◆ REQUIREMENT:
Quote the entries that follow exactly, leaving none out.
++++ MATERIAL PROVIDED
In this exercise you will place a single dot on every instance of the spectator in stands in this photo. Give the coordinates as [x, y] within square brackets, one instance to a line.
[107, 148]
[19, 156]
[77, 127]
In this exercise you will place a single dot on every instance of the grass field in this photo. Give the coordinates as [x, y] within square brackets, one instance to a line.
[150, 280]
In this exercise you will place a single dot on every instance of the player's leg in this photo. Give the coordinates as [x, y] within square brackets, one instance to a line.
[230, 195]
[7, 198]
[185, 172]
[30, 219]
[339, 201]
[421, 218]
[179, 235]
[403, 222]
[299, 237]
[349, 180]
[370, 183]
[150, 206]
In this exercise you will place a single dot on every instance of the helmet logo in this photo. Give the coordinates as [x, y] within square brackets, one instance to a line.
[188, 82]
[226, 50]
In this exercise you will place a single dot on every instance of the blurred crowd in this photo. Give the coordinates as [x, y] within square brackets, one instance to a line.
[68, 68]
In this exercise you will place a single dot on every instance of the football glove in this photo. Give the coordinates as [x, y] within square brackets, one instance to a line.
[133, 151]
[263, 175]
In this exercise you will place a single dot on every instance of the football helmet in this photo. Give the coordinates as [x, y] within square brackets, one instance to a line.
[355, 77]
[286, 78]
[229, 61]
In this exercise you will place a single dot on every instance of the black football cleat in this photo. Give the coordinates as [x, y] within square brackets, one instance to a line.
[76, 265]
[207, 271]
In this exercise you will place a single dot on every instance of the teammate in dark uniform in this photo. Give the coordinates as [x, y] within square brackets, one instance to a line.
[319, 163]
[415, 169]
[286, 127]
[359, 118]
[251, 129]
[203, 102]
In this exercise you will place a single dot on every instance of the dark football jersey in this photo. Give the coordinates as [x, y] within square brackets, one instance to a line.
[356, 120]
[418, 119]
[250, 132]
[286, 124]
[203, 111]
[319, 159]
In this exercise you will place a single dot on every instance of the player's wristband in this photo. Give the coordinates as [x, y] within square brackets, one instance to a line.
++++++++
◆ TASK SOLUTION:
In this exercise you will place a single dot on every instance of the spectator in stands in this photo. Give the coordinates as [x, y] within square brackets, one instance to a line.
[107, 148]
[19, 156]
[77, 127]
In this exercise you will place a single dot on every instance of the grass field in this photo. Give the coordinates as [x, y] within square brackets, one instance to a line.
[150, 280]
In this exercise you will place a single dot on every instance of the player's leg in this photo. Give the coordinates as [x, y] within square brackets, one instance to a line.
[230, 195]
[7, 198]
[185, 172]
[30, 219]
[339, 201]
[421, 218]
[179, 235]
[403, 222]
[299, 237]
[349, 180]
[370, 183]
[150, 206]
In this exercise you will place a single dot on every instance of the helmet logo in this photo. Give the coordinates as [x, y] within square brackets, one instance to a line.
[188, 82]
[226, 50]
In this exercise you will place a single dot on every instance of the blurred crowd in this photo. Give the coordinates as [x, y] within square brackets, one instance to a line.
[68, 68]
In this exercise you will place a single dot on every instance of the football glove in this photo. Give the coordinates as [x, y] within square brackets, one instance to a line.
[133, 151]
[263, 175]
In this exercise you will place a single dot on every instance of the football helmet in this photo. Give the coordinates as [x, y] within square brackets, one instance to a line.
[355, 77]
[286, 78]
[229, 61]
In this exercise you will place a single dot on every instance of the black football cleat in this photo. Give the coordinates as [x, y] within square brackets, one instance to a line.
[76, 265]
[207, 271]
In this exercise you will place a single dot on every instance of the teammate in dark uniform in this photo. Give the coordinates as [x, y] within square brackets, one instance to a line.
[319, 163]
[415, 169]
[286, 127]
[359, 118]
[251, 129]
[203, 102]
In this exercise you will place a single dot on every instance of the dark football jersey in this photo. Give the coordinates as [x, y] within square brackets, one instance to a line.
[356, 120]
[418, 119]
[250, 132]
[286, 124]
[203, 111]
[319, 159]
In this exercise you will place a single dot on every instance of the player's wristband in this photo. Give the coordinates as [x, y] within square brackets, one instance to a line.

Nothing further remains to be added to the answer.